## Prompt
Give back all of the records, exactly and completely.
**** Data listing
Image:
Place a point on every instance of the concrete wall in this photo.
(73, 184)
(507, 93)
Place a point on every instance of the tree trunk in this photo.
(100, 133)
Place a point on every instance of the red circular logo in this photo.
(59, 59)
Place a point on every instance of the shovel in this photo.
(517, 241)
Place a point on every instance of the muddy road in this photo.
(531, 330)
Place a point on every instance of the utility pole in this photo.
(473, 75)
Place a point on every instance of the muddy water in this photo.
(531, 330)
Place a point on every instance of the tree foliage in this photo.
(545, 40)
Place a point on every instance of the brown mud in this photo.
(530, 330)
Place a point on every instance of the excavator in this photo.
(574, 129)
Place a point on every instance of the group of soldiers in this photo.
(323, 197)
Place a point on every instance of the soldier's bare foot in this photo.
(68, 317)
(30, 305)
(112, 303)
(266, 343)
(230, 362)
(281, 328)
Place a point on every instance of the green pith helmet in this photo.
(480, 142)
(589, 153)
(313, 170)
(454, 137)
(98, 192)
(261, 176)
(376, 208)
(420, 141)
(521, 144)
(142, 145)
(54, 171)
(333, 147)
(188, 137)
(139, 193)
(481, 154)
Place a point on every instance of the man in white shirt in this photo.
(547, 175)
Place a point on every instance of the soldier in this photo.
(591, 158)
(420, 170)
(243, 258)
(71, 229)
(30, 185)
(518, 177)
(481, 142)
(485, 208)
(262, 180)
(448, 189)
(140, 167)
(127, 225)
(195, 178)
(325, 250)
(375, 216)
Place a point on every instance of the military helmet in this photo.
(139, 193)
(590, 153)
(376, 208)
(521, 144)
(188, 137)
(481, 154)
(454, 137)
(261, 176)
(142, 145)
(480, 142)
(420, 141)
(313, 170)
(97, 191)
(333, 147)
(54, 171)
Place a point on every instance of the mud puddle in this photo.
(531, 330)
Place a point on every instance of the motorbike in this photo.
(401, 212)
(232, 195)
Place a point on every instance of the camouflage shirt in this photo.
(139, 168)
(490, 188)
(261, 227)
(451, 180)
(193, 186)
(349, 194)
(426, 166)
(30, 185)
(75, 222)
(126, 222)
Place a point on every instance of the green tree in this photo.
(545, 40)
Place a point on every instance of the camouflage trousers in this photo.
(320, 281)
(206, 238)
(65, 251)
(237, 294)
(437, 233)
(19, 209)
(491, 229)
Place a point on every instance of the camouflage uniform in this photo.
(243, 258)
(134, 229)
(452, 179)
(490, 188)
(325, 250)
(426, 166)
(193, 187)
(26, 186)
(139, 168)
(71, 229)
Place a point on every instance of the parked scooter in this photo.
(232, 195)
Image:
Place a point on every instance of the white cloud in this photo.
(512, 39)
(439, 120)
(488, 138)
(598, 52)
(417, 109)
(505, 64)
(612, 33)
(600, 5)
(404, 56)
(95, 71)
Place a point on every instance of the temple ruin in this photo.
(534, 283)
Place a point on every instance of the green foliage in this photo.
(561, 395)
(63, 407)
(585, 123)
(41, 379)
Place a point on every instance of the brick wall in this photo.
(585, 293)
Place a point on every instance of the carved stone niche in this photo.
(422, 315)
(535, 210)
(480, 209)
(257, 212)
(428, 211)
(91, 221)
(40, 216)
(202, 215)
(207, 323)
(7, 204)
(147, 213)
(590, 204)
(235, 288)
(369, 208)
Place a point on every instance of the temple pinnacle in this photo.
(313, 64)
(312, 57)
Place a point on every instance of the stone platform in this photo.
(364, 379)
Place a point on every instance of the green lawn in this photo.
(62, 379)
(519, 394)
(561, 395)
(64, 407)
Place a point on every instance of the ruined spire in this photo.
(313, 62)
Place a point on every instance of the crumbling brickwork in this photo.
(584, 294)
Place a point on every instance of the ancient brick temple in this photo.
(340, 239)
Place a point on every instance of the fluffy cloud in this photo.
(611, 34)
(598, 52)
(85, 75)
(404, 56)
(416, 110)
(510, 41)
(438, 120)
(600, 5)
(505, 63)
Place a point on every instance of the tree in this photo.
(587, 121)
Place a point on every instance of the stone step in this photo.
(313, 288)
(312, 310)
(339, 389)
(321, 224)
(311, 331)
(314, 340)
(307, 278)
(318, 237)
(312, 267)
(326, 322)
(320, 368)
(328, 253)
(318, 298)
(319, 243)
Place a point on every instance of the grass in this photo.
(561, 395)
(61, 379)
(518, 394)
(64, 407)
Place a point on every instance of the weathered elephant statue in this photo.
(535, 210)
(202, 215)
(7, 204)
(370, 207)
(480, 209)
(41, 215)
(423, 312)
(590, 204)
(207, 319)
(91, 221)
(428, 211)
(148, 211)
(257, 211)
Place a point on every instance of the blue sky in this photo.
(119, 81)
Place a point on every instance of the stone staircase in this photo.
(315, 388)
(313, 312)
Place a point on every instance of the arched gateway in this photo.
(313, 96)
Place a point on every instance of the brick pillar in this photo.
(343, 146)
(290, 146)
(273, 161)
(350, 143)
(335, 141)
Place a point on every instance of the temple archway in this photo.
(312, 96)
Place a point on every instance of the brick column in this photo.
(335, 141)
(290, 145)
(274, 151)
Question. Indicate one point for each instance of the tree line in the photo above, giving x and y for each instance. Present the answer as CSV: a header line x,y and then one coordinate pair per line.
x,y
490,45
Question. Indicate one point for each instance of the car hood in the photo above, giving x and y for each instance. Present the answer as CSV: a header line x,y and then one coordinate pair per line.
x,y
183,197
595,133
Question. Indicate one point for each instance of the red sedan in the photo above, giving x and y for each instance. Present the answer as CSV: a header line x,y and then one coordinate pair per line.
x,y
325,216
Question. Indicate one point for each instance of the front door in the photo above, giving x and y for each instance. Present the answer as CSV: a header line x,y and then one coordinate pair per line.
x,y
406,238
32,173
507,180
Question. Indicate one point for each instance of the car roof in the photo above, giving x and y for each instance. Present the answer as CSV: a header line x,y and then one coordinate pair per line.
********
## Exercise output
Image:
Place a point on every instance of the concrete wall in this photo.
(73, 184)
(507, 93)
Place a point on every instance of the tree trunk in this photo.
(100, 133)
Place a point on every instance of the red circular logo in this photo.
(59, 59)
Place a point on every instance of the shovel in this photo.
(517, 241)
Place a point on every instance of the muddy road in this photo.
(531, 330)
Place a point on every instance of the utility pole in this photo.
(473, 75)
Place a point on every instance of the muddy water in this photo.
(531, 330)
Place a point on every instance of the tree foliage in this photo.
(545, 40)
Place a point on every instance of the brown mud in this photo.
(530, 330)
Place a point on every instance of the excavator in this photo.
(574, 129)
Place a point on every instance of the group of soldiers in this photo.
(323, 197)
Place a point on every instance of the soldier's bare foot in this photo.
(68, 317)
(30, 305)
(112, 303)
(266, 343)
(230, 362)
(281, 328)
Place a point on every instance of the green pith helmet in this photo.
(480, 142)
(589, 153)
(313, 170)
(454, 137)
(98, 192)
(261, 176)
(376, 208)
(420, 141)
(521, 144)
(142, 145)
(54, 171)
(333, 147)
(188, 137)
(139, 193)
(481, 154)
Place a point on every instance of the man in white shirt in this photo.
(547, 175)
Place a point on every instance of the soldier in this photo.
(591, 158)
(420, 170)
(243, 258)
(71, 229)
(30, 185)
(518, 177)
(481, 142)
(485, 208)
(262, 180)
(448, 189)
(140, 167)
(127, 225)
(195, 178)
(325, 250)
(375, 216)
Place a point on every instance of the military helmet in this photo.
(139, 193)
(590, 153)
(376, 208)
(521, 144)
(188, 137)
(481, 154)
(454, 137)
(261, 176)
(142, 145)
(480, 142)
(420, 141)
(313, 170)
(97, 191)
(333, 147)
(54, 171)
Place a point on every instance of the mud puddle in this photo.
(531, 330)
Place a point on every instance of the motorbike in this photo.
(401, 212)
(232, 195)
Place a point on every instance of the camouflage shirt in this photo.
(139, 168)
(490, 188)
(261, 227)
(451, 180)
(193, 186)
(349, 194)
(426, 166)
(30, 185)
(75, 222)
(126, 222)
Place a point on every instance of the green tree in this photo.
(545, 40)
Place a point on every instance of the camouflage trousers in this photo.
(320, 281)
(206, 238)
(65, 251)
(237, 294)
(437, 233)
(19, 209)
(491, 229)
Place a point on every instance of the camouflage uniform in this photo.
(243, 258)
(134, 229)
(452, 179)
(490, 188)
(325, 250)
(426, 166)
(193, 187)
(26, 186)
(139, 168)
(71, 229)
Place a point on every instance of the parked scooter in this photo.
(232, 195)
Image:
Place a point on every instance of the white cloud in this photo.
(512, 39)
(439, 120)
(488, 138)
(598, 52)
(417, 109)
(505, 64)
(612, 33)
(600, 5)
(404, 56)
(95, 71)
Place a point on every instance of the temple ruin in this photo.
(534, 283)
Place a point on every instance of the green foliage in this photo.
(561, 395)
(63, 407)
(585, 123)
(41, 379)
Place a point on every instance of the brick wall in this photo.
(585, 293)
Place a point on every instance of the carved stone niche in this photo.
(422, 315)
(535, 210)
(480, 209)
(257, 212)
(428, 211)
(91, 221)
(40, 216)
(202, 215)
(207, 323)
(7, 204)
(147, 213)
(590, 204)
(235, 288)
(369, 208)
Place a point on every instance of the temple pinnacle in this photo.
(313, 64)
(312, 57)
Place a point on every instance of the stone platform in this photo.
(364, 379)
Place a point on every instance of the green lawn in this photo.
(62, 379)
(519, 394)
(561, 395)
(64, 407)
Place a point on every instance of the ruined spire in this photo.
(313, 62)
Place a point on every instance of the crumbling brickwork in this photo.
(584, 294)
Place a point on every instance of the ancient brick temple in this photo.
(340, 239)
Place a point on every instance of the fluffy cloud in this photo.
(611, 34)
(598, 52)
(85, 75)
(404, 56)
(416, 110)
(510, 41)
(438, 120)
(600, 5)
(505, 63)
Place a point on every instance of the tree in this photo.
(587, 121)
Place a point on every instance of the stone step in this photo.
(313, 288)
(312, 310)
(339, 389)
(321, 224)
(311, 331)
(314, 340)
(307, 278)
(318, 237)
(312, 267)
(326, 322)
(320, 368)
(328, 253)
(318, 298)
(319, 243)
Place a point on every instance of the grass in this photo.
(561, 395)
(61, 379)
(518, 394)
(64, 407)
Place a point on every instance of the weathered elephant statue in this photo.
(535, 210)
(202, 215)
(7, 204)
(370, 207)
(480, 209)
(41, 215)
(423, 312)
(590, 204)
(207, 319)
(91, 221)
(428, 211)
(148, 211)
(257, 211)
Place a point on every instance of the blue sky in this photo.
(119, 81)
Place a point on every instance of the stone staircase in this photo.
(315, 388)
(313, 312)
Place a point on every instance of the arched gateway in this photo.
(313, 96)
Place a point on every instance of the brick pillar in this photo.
(343, 146)
(290, 146)
(273, 161)
(350, 143)
(335, 141)
Place a point on every instance of the temple archway in this photo.
(312, 96)
Place a point on every instance of the brick column in this photo.
(335, 141)
(290, 145)
(274, 151)
Question. Indicate one point for each instance of the tree line in the photo above, giving x and y for each instance. Present the answer as CSV: a header line x,y and then one coordinate pair per line.
x,y
490,45
Question. Indicate one point for each instance of the car hood in the photo above, giving x and y for each instance. Present the answer as CSV: a header line x,y and then one coordinate pair per line.
x,y
183,197
595,133
Question. Indicate one point for each instance of the red sedan in the photo above, giving x and y for each instance. Present the answer as CSV: a header line x,y and then one coordinate pair per line.
x,y
325,216
Question. Indicate one point for each instance of the front door in the photo above, giving x and y for each instance. Present the answer as CSV: a header line x,y and then one coordinate pair per line.
x,y
406,238
32,173
507,180
Question. Indicate one point for each instance of the car roof in the photo above, giving x and y for each instance. Present the answer as CSV: a header line x,y and then one coordinate pair per line.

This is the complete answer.